╔══

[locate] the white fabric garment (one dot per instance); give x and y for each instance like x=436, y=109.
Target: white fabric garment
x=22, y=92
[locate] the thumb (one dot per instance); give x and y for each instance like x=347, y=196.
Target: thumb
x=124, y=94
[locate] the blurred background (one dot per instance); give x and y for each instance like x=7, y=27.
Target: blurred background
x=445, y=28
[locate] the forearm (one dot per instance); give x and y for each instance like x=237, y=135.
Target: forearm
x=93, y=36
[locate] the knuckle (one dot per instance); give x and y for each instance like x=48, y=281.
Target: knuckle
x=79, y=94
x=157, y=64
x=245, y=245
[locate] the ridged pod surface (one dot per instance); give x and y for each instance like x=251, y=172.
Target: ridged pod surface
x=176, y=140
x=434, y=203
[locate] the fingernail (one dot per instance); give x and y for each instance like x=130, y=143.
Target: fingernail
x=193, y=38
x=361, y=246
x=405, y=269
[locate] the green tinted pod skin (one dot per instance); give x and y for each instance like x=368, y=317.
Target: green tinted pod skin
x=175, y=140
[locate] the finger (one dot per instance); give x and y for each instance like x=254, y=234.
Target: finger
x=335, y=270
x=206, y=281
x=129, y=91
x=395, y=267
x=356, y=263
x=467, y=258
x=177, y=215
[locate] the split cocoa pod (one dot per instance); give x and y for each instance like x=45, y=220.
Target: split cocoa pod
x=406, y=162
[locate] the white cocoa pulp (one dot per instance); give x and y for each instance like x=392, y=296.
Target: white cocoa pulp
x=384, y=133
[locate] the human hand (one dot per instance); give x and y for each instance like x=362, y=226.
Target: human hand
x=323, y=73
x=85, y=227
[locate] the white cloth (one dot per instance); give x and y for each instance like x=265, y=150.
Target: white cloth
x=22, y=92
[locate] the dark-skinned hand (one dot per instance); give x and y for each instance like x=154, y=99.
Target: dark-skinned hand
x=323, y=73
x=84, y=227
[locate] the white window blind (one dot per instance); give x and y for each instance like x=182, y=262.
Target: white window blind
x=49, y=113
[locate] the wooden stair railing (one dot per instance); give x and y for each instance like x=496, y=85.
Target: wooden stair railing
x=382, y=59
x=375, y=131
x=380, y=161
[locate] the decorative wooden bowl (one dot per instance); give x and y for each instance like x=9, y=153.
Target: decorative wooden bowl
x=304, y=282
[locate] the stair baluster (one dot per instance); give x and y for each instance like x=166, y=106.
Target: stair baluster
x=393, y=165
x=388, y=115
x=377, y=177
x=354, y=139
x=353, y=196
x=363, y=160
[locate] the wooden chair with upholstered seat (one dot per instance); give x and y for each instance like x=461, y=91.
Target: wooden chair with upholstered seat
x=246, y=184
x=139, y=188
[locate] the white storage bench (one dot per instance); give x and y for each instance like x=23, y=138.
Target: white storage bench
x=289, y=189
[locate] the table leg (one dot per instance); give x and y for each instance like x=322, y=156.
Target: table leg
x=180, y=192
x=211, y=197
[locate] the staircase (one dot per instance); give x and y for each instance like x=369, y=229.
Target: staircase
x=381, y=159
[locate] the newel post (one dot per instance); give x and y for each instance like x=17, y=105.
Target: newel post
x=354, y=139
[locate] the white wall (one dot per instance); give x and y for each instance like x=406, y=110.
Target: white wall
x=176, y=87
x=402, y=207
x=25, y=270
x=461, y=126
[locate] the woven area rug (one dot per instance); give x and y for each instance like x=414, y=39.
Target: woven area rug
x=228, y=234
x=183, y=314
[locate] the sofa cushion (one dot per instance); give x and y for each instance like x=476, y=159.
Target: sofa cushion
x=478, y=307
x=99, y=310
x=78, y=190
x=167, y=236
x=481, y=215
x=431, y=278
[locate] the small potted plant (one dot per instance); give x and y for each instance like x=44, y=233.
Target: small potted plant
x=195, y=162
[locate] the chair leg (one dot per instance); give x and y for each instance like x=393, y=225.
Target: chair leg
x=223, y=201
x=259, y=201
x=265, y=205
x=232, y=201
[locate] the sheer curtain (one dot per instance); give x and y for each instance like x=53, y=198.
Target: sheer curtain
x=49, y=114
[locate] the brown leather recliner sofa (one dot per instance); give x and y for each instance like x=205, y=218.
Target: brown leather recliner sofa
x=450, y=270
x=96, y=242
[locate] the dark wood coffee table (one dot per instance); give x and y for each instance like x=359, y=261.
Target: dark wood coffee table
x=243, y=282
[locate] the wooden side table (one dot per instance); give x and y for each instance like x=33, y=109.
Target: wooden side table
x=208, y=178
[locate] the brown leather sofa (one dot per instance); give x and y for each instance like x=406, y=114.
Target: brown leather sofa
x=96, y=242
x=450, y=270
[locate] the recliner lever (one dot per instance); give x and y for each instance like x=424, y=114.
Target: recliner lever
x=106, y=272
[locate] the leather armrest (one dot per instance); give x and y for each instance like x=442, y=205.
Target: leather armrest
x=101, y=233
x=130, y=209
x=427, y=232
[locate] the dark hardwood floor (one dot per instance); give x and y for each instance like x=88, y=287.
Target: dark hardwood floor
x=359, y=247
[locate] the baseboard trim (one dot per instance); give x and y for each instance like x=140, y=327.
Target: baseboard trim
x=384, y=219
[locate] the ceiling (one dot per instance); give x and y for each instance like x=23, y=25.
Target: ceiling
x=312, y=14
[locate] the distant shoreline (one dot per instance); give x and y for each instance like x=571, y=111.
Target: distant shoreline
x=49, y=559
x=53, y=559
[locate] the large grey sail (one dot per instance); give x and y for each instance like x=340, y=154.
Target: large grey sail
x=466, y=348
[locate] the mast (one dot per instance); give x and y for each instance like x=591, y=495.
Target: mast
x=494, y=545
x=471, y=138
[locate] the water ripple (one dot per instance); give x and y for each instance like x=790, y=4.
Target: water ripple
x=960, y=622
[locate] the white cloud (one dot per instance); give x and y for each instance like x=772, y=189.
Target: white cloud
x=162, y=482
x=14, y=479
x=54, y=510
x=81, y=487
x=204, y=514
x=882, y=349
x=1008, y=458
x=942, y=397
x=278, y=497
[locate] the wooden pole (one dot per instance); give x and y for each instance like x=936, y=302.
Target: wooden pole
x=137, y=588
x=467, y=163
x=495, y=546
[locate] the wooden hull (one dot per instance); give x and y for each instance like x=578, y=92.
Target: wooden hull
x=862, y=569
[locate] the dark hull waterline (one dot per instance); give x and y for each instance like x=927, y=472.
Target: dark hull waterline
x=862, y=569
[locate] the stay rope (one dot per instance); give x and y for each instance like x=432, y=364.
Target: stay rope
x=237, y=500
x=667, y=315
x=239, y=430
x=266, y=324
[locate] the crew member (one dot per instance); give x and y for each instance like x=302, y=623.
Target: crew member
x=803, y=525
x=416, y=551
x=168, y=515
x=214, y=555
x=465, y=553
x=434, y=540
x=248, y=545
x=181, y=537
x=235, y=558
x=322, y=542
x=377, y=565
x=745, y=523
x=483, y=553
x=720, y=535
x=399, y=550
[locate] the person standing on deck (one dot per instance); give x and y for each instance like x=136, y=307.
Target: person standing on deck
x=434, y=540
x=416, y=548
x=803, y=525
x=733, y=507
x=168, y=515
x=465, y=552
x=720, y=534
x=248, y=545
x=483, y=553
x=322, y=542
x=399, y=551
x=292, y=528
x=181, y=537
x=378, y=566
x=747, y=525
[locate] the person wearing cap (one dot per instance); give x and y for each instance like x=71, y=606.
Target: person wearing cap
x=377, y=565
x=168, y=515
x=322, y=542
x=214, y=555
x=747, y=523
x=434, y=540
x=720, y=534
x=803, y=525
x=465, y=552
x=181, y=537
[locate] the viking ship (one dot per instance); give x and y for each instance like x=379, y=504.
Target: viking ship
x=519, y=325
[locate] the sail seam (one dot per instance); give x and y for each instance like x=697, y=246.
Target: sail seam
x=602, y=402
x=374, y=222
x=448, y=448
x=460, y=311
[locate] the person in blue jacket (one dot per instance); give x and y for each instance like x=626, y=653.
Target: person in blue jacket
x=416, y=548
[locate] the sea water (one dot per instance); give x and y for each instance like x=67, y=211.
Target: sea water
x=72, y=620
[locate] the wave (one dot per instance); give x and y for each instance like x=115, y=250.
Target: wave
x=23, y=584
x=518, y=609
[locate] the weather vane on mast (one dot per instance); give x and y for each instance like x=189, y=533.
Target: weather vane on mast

╚══

▸ WORK INSTRUCTION: Only the lines from the start of the data to the line holding "[locate] the split" are wanted; return them exactly, both ends included.

▸ THE ANSWER:
[locate] the white fabric garment (one dot per instance); give x and y for each instance like x=436, y=109.
Target: white fabric garment
x=22, y=92
[locate] the thumb (one dot per instance); give x and y for each instance like x=347, y=196.
Target: thumb
x=124, y=94
[locate] the blurred background (one dot per instance); give x and y for each instance like x=7, y=27.
Target: blurred background
x=445, y=28
[locate] the forearm (one dot per instance); give x and y for each instance like x=237, y=135.
Target: forearm
x=93, y=36
[locate] the knuckle (one dot per instance); give x and y for each instance like x=48, y=281.
Target: knuckle
x=79, y=94
x=157, y=64
x=245, y=245
[locate] the ridged pod surface (one dot per instance); give x and y for each instance like x=251, y=172.
Target: ridged pod surface
x=176, y=140
x=434, y=203
[locate] the fingernail (one dot per instance); give x and y for each instance like x=130, y=143.
Target: fingernail
x=193, y=38
x=361, y=246
x=405, y=269
[locate] the green tinted pod skin (one dot per instance); give x and y for each instance like x=368, y=317.
Target: green tinted pod skin
x=175, y=140
[locate] the finger (one dot per instance); give x and y for each instance like x=254, y=234.
Target: finger
x=335, y=270
x=206, y=281
x=129, y=91
x=395, y=267
x=356, y=263
x=467, y=258
x=177, y=215
[locate] the split cocoa pod (one dot per instance); give x and y for each instance like x=45, y=220.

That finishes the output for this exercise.